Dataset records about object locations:
□ □ □ □ □

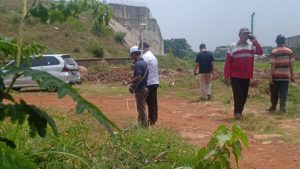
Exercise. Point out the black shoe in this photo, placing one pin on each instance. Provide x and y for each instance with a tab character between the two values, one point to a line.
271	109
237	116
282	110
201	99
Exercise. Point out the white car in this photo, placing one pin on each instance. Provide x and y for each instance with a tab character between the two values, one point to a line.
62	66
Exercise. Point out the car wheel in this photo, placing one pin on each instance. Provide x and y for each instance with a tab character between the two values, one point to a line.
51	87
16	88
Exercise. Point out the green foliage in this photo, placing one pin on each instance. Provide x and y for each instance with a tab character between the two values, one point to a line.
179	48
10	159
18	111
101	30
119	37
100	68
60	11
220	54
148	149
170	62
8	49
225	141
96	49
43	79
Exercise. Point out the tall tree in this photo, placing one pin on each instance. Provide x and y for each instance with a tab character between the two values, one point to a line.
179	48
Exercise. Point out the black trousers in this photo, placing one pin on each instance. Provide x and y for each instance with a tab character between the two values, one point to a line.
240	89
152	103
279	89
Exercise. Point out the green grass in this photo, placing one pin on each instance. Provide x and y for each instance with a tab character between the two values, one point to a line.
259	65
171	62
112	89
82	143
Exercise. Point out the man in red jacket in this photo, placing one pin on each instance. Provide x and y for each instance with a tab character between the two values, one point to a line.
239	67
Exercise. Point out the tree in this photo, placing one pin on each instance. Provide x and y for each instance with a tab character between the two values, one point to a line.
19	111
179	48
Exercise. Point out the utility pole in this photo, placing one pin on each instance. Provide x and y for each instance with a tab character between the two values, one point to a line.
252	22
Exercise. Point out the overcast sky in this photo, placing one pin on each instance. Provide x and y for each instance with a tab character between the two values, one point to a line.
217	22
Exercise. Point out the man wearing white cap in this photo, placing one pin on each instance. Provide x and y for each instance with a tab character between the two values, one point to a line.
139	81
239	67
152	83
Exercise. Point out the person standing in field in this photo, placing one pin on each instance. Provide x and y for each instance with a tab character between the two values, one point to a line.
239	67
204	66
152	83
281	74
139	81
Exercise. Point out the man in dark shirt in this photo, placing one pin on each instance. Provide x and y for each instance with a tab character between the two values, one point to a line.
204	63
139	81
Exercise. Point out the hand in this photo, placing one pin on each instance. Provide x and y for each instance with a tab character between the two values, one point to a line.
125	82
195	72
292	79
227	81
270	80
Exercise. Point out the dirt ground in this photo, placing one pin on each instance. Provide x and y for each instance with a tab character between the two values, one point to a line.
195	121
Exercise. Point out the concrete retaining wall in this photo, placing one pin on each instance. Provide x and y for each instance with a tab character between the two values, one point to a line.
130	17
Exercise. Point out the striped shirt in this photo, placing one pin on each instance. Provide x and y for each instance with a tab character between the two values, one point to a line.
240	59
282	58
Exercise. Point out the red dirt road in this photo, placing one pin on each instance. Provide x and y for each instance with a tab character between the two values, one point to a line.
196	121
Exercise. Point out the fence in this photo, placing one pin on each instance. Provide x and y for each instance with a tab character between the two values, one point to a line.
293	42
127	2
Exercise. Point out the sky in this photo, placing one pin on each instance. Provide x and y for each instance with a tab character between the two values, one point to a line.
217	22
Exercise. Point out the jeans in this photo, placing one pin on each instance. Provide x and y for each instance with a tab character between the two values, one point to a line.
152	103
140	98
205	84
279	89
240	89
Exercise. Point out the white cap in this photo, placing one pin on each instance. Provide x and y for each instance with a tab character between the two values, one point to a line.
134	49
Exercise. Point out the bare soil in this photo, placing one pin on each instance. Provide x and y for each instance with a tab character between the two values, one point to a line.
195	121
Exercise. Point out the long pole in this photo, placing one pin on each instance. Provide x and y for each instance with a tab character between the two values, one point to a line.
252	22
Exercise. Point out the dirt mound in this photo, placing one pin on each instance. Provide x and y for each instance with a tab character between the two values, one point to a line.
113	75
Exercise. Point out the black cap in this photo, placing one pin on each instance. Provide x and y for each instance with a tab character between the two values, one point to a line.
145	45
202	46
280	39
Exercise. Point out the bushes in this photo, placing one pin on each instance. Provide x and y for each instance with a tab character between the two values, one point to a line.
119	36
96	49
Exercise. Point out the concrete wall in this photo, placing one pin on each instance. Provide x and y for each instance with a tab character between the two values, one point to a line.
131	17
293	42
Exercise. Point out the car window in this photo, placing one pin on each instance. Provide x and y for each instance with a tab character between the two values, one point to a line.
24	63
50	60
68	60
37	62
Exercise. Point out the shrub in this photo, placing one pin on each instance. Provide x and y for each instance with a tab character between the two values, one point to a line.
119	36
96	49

□ □ □ □ □

# What is needed:
Reproduce each line exactly as it appears, omitting the pictures.

# Response to the task:
Exercise. Point out the black shoe in this photo, placing one pin on each instance. Provide x and y for each instance with a tab character between the two values, one point to a line.
271	109
237	116
282	110
201	99
Exercise. Point out the white car in this photo, placing one pin on each instance. Provide x and y for each instance with a tab character between the two values, one point to a line.
62	66
Exercise. Point out the car wheel in this photo, placing one pin on each instance. Provide x and y for each instance with a tab character between the two values, one point to a line.
51	87
16	88
Exercise. Point out the green foliage in this photo, placing one pin on each instance. Provide x and y for each instance with a tab character between the two values, one point to a line.
179	48
10	159
18	111
101	30
119	37
100	68
60	11
220	54
148	149
170	62
8	49
225	141
96	49
43	79
Exercise. Point out the tall tree in this photo, placing one pin on each instance. Provide x and y for each instance with a tab character between the two values, one point to a line.
179	48
Exercise. Point out the black trousers in this photo, placing one pin on each instance. Provide x and y for each instance with a tab character between the two values, one point to a line.
240	89
152	103
279	89
Exercise. Point out the green grass in this photo, placing one pin on each instance. Provide x and y for each instance with a tab character between the two values, one point to a line.
259	65
171	62
112	89
82	143
Exercise. Point out the man in red jacket in this photo, placing one pin on each instance. Provide x and y for each instance with a tab character between the two values, one point to a line.
239	67
Exercise. Point out the tree in this photo, placing one pin on each instance. Provide x and y for each instance with a tab character between the two values, one point to a line.
19	111
179	48
Exercise. Point out the utility pole in this photo, placing one pin on each instance. Provide x and y for each instance with a tab character between the two values, one point to a line.
252	22
Exercise. Point out the overcast sky in this photo, placing one pin on each instance. Provide x and y for each instance with a tab character between the two values, one point to a line.
217	22
Exercise. Point out the man wearing white cap in this photo, placing one pin on each instance. Provide x and y for each instance with a tab character between the two values, one point to a line.
139	81
239	67
152	83
Exercise. Point out the person standing in field in this photo, placing one pin on each instance. Provide x and y for each instance with a tab character between the two values, one point to a line.
239	67
204	66
152	83
281	74
139	81
Exercise. Point out the man in dark shirt in this photo, placing one pin on each instance. Provide x and y for each instance with a tab character between the two values, one point to a line.
204	63
139	81
Exercise. Point out the hand in this photo, placing one pin on each instance. Provide x and y for each instance with a tab character between the two values, one point to a line.
125	82
195	72
292	79
227	81
270	80
Exercise. Point out the dirt ground in this photo, placing one pin on each instance. Provide x and y for each instance with a tab character between the two values, one point to a line.
195	121
Exercise. Point out the concrete retaining wall in this photo, placing one pin on each instance. Provide x and y for each instance with a tab character between the two values, one point to a line.
130	17
Exercise. Point out the striped shirt in this photo, placing one pin on each instance. Provide x and y for each instance with a tab character between the two values, one point to a line.
240	59
282	58
Exercise. Point out the red dirt road in this photo, placing one pin on each instance. Provide x and y for each instance with a tab character between the two values, one point to a line.
196	121
Exercise. Point out the fence in this photo, placing one pin on each instance. Provide x and y for each instance with a tab character between the two values, one point to a line.
293	42
127	2
Exercise. Point out the sky in this photo, placing one pin on each instance. Provide x and y for each instance with a tab character between the two values, one point to a line.
217	22
Exercise. Point out the jeans in this photo, placing one pin on each instance. Provide x and y for each instance with a tab character between the two values, one point to a line.
152	103
140	98
205	84
279	89
240	89
Exercise. Point out the white cap in this photo, placing one pin on each instance. Provide x and y for each instance with a tab character between the two values, one point to a line.
134	49
Exercise. Point out the bare soil in this photo, placing one pin on each instance. Provide x and y for each instance with a tab character between the two values, one point to a line.
195	121
Exercise. Point out the long pole in this photo, placing one pin on each instance. Provide x and y for each instance with a tab character between the two values, one point to a line.
252	22
Exercise. Point out the dirt mound in this photo, placing one pin on each instance. Provide x and y for each instance with a tab character between the two values, one point to a line.
113	75
Exercise. Point out the black cap in this photo, placing one pin on each instance. Provide x and y for each instance with a tab character between the two values, one point to a line.
145	45
202	46
280	39
Exercise. Point out the bushes in this photo, placing one pin on each instance. Provide x and y for each instance with a tab character between the two values, one point to a line.
119	36
96	49
Exercise. Point out the concrete wall in this photo, placing one pin on each instance. Provide x and y for each instance with a tab character between the two values, one point to a line.
131	17
293	42
Exercise. Point out the car window in this photo, placing one pin on each instance. Provide x and y for each instance with a tab character between the two values, one point to a line.
24	63
50	60
68	60
37	62
Exercise. Point out the shrub in this photo, placing one pin on each instance. Provide x and y for each instance with a tab character between the two values, one point to a line.
119	36
96	49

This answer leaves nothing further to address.